Your assignment » The response must restate the data exactly, with nothing left out.

Records to process »
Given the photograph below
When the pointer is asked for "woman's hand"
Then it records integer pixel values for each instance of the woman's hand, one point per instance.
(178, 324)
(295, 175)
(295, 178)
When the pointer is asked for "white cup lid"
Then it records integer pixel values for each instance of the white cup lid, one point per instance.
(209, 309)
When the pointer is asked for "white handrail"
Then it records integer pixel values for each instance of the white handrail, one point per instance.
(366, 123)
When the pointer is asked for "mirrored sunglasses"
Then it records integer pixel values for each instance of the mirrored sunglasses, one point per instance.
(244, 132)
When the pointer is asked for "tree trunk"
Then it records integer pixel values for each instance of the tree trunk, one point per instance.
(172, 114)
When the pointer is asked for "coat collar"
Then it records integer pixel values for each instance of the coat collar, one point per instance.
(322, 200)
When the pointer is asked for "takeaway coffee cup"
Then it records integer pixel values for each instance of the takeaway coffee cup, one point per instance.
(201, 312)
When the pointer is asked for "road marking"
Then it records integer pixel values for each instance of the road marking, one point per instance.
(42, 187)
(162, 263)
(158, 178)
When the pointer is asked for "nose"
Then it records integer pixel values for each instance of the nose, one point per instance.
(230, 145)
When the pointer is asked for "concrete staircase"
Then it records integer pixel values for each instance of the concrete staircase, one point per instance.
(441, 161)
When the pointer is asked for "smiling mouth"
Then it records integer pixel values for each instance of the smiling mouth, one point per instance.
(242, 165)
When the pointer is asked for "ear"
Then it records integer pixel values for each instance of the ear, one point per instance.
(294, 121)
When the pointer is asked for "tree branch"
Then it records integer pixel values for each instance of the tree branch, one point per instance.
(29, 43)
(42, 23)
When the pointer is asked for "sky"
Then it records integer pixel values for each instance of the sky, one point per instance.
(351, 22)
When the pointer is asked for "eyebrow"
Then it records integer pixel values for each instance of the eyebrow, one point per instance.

Task output »
Given the photograph below
When the pointer is asked for "woman's hand"
Then it records integer pixel values for each instance of the woman's hand, one point per instance.
(178, 324)
(295, 175)
(295, 178)
When the pointer is asked for "white cup lid"
Then it records integer pixel values for each instance of the white cup lid, one point per instance.
(209, 309)
When the pointer is asked for "white handrail"
Then it records integer pixel values for each instance of the white handrail, one point per instance.
(366, 123)
When the pointer is asked for "mirrored sunglasses"
Then it records integer pixel values for each instance of the mirrored sunglasses, one point per instance.
(244, 132)
When the pointer is asked for "tree trunk"
Then it records integer pixel values for each instance of the tree trunk, one point per instance.
(172, 114)
When the pointer is asked for "coat collar"
Then it records integer pixel values for each instance of the coat collar, one point per instance.
(322, 200)
When the pointer is asked for "takeaway coffee cup"
Then it records integer pixel values for each instance of the takeaway coffee cup, one point per instance.
(201, 312)
When the pointer is asked for "road marking"
Then it records integer pixel values for each instance of the road marking, one point per instance.
(42, 187)
(162, 263)
(158, 178)
When the pointer is asked for "nose"
Then it records integer pixel values for each instance of the nose, one point per instance.
(230, 145)
When the pointer is asked for "concrete staircase"
Then it records integer pixel values for each instance of the concrete staircase, one point per instance.
(441, 161)
When the pointer is asked for "smiling mouth"
Then it records integer pixel values for each instance of the smiling mouth, one point per instance.
(242, 165)
When the pointer is asked for "ear"
Then it records integer pixel values for each instance of the ear, one point per instance.
(294, 121)
When the pointer is asked for "tree branch"
Then it records integer pixel values for each instance of the tree branch, one point per instance.
(29, 43)
(42, 23)
When the pointer is asked for "sky"
Then it records integer pixel values for each instance of the sky, one point per instance.
(351, 22)
When the pointer is asked for "eyebrow"
Then it records integer pixel values for each instance of the eyebrow, one point per instance.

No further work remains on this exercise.